Isaac Watts (1674-1748), often said to be the father of English hymnody, had a particular vision for the language of faith. Watts was a poet – and a critic of ponderous and banal church music – from a tender age, famously annoying his family by rhyming in daily conversation (one attributed line spoken to his irritated father “Oh Father, do some pity take, and I will no more verses make.”) That father, a learned deacon in the dissenting Congregationalist church, famously challenged him to improve on the rather functional hymn-psalm settings used by protestants in that time – Isaac accepted this challenge and wrote a new hymn every Sunday for two years, eventually contributing more than 600. One of which was the striking paraphrase of Psalm 23 “My Shepherd will supply my need” sung by the choir last Sunday, and another, the central melody of our annual Remembrance Service, a paraphrase of Psalm 90, “O God, our help in ages past.”
Music and memory are deeply intertwined, music often added to word to aid in our remembering. We continue to see, in children learning to speak right up to dementia patients, snatches of song and pieces of music entering first and remaining longest in memory. The new field of music and cognition continues to enrich our understanding of why pieces of music evoke, on simple hearing, memory of a time or place perhaps not thought of in years, or for any other reason.

■ SUPPLIED ENTRIES:
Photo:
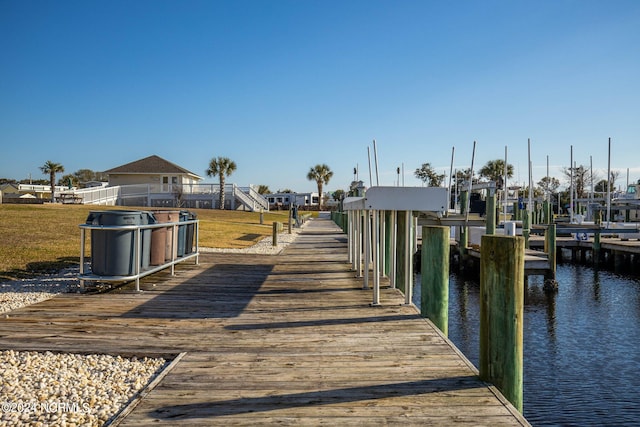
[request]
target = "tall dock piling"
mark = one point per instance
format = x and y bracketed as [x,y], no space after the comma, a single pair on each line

■ QUESTIONS ON THE MATERIAL:
1. Decide whether each statement below agrees with the passage on Isaac Watts. Answer yes or no for each, and quote the words of the passage that decide it.
(a) Watts wrote a new hymn every Sunday for two years.
(b) Watts's father served as a deacon in the Anglican church.
(c) The passage says that pieces of music are the last things to enter memory and the first to leave it.
2. Answer these questions from the passage on Isaac Watts.
(a) What years does the passage give for Watts's life?
(b) Which psalm does "O God, our help in ages past" paraphrase?
(c) What field does the passage name as enriching our understanding of music and memory?
3. Carry the passage on Isaac Watts forward from its last sentence, keeping to its formal tone.

■ PER-TASK ANSWERS:
1.
(a) Yes: "wrote a new hymn every Sunday for two years"
(b) No: "a learned deacon in the dissenting Congregationalist church"
(c) No: "snatches of song and pieces of music entering first and remaining longest in memory"

2.
(a) 1674-1748
(b) Psalm 90
(c) The new field of music and cognition

3.
“O God, our help in ages past,” sung and heard today at RPC to William Croft’s 1708 tune, ‘St Anne,’ picks up on the theme of time that Psalm 90 so grandly explores, even in the six of Watts’ nine verses still in use (and interestingly after a significant change made by John Wesley upon re-publishing it in 1738, changing the first line from “Our God…” to “O God…”). The simple ‘St Anne’ tune is masterfully incorporated into Ralph Vaughan Williams’ own choral paraphrase of Psalm 90, “Lord, Thou hast been our refuge”, figures into one of Handel’s ‘Chandos anthems, “O Praise the Lord with one consent,” and perhaps more dubiously into today’s postlude, the great E-flat major ‘St Anne’ Fugue.
“Time, like an ever-rolling stream” bears the memory of our war-fallen further and further away: several generations of us here in the west now have never lost a loved one to war, known a veteran, or been forced to suffer the experience of war. But we know that war continues – its refugees become our neighbours and our sisters and brothers. It would not be hard to argue that deeply evocative texts and tunes such as those running throughout our service today have become key agents in our remembering – but as Seaton suggests today, remembering is also about the future: our call to a gospel of peace, in contrast to a past of conflict. Perhaps our songs and verses can be repurposed in a similar way as we journey on.